> Excerpted data:
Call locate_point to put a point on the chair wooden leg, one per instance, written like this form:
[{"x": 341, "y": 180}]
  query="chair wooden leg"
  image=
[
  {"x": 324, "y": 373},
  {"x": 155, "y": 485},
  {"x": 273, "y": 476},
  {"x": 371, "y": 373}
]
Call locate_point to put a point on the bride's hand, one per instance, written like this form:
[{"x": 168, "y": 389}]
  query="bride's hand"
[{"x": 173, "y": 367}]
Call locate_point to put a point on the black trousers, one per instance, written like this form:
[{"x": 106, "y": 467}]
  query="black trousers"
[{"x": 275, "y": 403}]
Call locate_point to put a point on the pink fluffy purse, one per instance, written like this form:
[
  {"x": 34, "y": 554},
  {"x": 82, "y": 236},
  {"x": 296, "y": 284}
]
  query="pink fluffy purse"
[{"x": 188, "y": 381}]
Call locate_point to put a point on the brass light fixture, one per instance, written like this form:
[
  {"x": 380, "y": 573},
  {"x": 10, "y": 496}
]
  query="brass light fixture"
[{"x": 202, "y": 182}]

> What this task involves: Rewrite all of the lines above as a numbered list, leaving out any blank ones.

> Answer for the task:
1. Call locate_point to put a point on the chair wooden leg, one per instance, written like this form:
2. [{"x": 341, "y": 180}]
3.   query="chair wooden leg"
4.   image=
5. [
6.   {"x": 324, "y": 373},
7.   {"x": 155, "y": 485},
8.   {"x": 273, "y": 476},
9.   {"x": 371, "y": 373}
10. ]
11. Call locate_point to put a point on the bride's hand, one per instance, written like this form:
12. [{"x": 168, "y": 389}]
13.   query="bride's hand"
14. [{"x": 173, "y": 367}]
15. Call locate_point to put a point on the black trousers, one per instance, written like this form:
16. [{"x": 106, "y": 467}]
17.   query="black trousers"
18. [{"x": 275, "y": 403}]
19. Call locate_point to put a point on the pink fluffy purse, one per instance, written like this form:
20. [
21.   {"x": 34, "y": 554},
22.   {"x": 82, "y": 236},
23.   {"x": 296, "y": 284}
24. ]
25.   query="pink fluffy purse"
26. [{"x": 188, "y": 381}]
27. Call locate_point to put a point on the brass light fixture, one per instance, written like this form:
28. [
29.   {"x": 380, "y": 573},
30.   {"x": 10, "y": 496}
31. ]
32.   query="brass light fixture"
33. [{"x": 202, "y": 182}]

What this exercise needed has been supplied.